# Exercise brief:
According to the projector forum post, how far in front of the screen will the seating be?

# Please help select a projector. Maybe a PJ won't work for me?



## JimShaw (Apr 30, 2012)

I have wanted to set up a screen and projector for sometime but cannot make myself pull the plug because I am afraid of choosing the wrong projector. Plus, I am not an expert and not sure of what I am doing.

The projector will...
*1)* Go in a family room that has a white ceiling and 10 foot light walls.

*2)* There are large windows behind where the projector will hang from the ceiling. In the day time light does come through but there are shutters that can be closed down limiting the light. In the evening no light comes through. Only the light walls and white ceiling which cannot be changed.

*3)* The screen will be 100”

*4)* Seating is 15' in front of the screen with the projector directly over head about 3-4 feet.

# Material:
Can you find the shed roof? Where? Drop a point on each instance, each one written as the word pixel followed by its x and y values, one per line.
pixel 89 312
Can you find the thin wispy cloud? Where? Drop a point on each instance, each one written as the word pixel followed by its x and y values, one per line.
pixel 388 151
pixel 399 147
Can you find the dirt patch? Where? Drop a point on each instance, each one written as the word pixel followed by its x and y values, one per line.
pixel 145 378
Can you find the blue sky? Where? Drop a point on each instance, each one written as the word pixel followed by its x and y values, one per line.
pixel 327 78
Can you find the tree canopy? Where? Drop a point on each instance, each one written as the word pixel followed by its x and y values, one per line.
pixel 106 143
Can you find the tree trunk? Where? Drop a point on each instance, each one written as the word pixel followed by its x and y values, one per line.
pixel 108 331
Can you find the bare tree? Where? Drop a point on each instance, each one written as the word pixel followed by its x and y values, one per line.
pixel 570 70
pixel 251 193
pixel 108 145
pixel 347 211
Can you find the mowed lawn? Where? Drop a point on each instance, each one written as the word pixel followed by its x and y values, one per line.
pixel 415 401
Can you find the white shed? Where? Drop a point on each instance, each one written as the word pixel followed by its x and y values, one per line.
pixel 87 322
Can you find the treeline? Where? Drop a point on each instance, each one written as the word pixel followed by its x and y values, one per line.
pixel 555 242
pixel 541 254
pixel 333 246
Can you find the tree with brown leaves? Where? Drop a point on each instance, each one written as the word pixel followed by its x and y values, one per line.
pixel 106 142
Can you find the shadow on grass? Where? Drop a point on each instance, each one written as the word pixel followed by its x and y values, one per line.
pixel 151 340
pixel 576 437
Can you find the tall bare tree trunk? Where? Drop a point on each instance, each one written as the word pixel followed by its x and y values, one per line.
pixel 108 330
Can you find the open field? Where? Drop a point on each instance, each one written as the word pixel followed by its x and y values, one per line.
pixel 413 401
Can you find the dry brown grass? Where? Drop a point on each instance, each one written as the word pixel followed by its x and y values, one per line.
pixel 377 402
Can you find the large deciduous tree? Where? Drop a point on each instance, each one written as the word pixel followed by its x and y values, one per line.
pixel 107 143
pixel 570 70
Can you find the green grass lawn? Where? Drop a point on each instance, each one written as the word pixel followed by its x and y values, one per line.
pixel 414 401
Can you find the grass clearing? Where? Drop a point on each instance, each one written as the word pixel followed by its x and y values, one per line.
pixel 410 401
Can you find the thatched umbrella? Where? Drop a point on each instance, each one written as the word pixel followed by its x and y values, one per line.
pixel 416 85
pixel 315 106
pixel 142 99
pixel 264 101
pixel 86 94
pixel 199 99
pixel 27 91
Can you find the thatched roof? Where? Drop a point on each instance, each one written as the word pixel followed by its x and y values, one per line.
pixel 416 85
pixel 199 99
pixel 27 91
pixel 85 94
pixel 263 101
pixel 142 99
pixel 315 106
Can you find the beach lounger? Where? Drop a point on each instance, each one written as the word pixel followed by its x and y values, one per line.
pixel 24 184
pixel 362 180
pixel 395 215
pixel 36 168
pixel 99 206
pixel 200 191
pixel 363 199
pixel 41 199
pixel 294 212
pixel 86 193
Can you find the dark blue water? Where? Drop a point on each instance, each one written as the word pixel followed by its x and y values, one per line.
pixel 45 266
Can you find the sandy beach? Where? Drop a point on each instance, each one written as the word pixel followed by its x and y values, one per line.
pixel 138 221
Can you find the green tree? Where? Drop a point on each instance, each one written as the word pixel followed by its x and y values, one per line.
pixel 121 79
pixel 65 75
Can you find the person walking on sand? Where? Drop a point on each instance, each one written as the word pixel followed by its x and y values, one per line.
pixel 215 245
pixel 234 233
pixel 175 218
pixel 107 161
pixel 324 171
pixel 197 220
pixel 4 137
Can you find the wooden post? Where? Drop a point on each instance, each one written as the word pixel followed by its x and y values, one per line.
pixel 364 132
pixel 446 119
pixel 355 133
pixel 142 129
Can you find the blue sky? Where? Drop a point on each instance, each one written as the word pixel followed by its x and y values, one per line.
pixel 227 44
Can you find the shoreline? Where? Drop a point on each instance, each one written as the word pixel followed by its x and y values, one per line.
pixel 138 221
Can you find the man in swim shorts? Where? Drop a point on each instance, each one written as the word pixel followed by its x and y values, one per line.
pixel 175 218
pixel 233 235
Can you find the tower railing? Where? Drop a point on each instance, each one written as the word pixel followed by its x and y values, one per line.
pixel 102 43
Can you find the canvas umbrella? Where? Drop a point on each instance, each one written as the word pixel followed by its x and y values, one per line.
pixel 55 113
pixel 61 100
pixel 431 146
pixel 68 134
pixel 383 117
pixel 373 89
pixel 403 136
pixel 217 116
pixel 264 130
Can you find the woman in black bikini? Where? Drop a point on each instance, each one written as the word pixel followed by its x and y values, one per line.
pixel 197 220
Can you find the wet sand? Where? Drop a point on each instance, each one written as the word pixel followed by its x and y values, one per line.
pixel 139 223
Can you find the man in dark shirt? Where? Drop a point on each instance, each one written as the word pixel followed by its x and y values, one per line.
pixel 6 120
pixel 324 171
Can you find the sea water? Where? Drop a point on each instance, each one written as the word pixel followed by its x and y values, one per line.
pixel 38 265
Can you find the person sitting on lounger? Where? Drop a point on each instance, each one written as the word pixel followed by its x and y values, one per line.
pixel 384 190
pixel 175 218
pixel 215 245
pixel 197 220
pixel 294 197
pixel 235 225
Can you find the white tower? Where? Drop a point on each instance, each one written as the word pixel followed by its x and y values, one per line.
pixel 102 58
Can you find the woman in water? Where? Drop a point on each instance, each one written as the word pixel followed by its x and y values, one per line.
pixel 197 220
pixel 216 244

# Written response:
The seating will be 15 feet in front of the screen.